* [Podany tekst]
Joan Robinson: List otwarty keynesistki do marksisty.

Joan Robinson - portret

List Robinson został po raz pierwszy opublikowany przez Students’ Bookshop w 1953 r. w broszurce „On Re-reading Marx”. Według Johna Kinga („History of Post-Keynesian Economics” s. 50) adresatem listu był Ronald Meek – kolega Robinson z Uniwersytetu w Cambridge. List został następnie przedrukowany w 4 tomie Collected Economic Papers Joan Robinson.

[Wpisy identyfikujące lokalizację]
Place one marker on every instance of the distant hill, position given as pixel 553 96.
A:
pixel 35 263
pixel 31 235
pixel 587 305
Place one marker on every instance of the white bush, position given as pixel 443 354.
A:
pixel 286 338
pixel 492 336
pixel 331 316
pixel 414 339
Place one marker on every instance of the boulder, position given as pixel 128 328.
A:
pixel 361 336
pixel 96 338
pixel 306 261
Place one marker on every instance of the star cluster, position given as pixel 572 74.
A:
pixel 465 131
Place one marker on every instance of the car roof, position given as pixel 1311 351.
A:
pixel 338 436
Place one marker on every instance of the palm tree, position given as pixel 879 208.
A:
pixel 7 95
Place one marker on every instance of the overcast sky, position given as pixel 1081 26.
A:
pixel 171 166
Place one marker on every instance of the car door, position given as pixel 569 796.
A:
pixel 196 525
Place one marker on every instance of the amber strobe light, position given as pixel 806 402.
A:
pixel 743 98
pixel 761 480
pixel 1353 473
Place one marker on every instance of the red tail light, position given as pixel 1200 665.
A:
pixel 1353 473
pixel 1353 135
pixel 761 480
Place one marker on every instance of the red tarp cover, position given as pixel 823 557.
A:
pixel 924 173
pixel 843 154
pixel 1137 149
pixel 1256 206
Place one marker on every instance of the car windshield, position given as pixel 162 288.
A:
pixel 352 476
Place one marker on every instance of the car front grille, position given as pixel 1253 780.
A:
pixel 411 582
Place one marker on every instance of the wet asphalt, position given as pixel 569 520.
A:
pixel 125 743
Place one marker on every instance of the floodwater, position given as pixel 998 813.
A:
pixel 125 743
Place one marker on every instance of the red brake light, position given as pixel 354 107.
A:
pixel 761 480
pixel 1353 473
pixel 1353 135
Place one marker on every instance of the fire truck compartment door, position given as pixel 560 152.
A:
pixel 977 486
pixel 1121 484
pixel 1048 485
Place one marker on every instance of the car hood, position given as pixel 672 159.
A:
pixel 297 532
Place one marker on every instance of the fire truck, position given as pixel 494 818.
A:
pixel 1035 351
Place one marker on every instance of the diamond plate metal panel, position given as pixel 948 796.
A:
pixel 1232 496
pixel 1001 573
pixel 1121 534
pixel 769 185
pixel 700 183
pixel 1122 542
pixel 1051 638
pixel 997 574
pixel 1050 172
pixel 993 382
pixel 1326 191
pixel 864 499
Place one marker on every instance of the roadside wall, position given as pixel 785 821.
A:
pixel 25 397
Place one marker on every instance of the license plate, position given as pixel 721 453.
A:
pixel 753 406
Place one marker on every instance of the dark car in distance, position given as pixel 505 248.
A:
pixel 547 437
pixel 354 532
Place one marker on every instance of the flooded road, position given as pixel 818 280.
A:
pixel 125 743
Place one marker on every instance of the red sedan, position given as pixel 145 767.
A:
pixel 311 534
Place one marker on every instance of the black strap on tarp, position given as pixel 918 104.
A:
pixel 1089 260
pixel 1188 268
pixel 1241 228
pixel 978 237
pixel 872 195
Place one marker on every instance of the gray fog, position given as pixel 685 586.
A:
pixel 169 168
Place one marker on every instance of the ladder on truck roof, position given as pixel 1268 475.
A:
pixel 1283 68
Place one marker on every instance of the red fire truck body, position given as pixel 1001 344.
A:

* [Treść zadania]
Przepisz z tekstu o liście Joan Robinson wszystko od słów „List Robinson został” aż po słowa „Papers Joan Robinson.”, podmieniając „broszurce” na „książeczce”.

* [Rozwiązanie zadania]
List Robinson został po raz pierwszy opublikowany przez Students’ Bookshop w 1953 r. w książeczce „On Re-reading Marx”. Według Johna Kinga („History of Post-Keynesian Economics” s. 50) adresatem listu był Ronald Meek – kolega Robinson z Uniwersytetu w Cambridge. List został następnie przedrukowany w 4 tomie Collected Economic Papers Joan Robinson.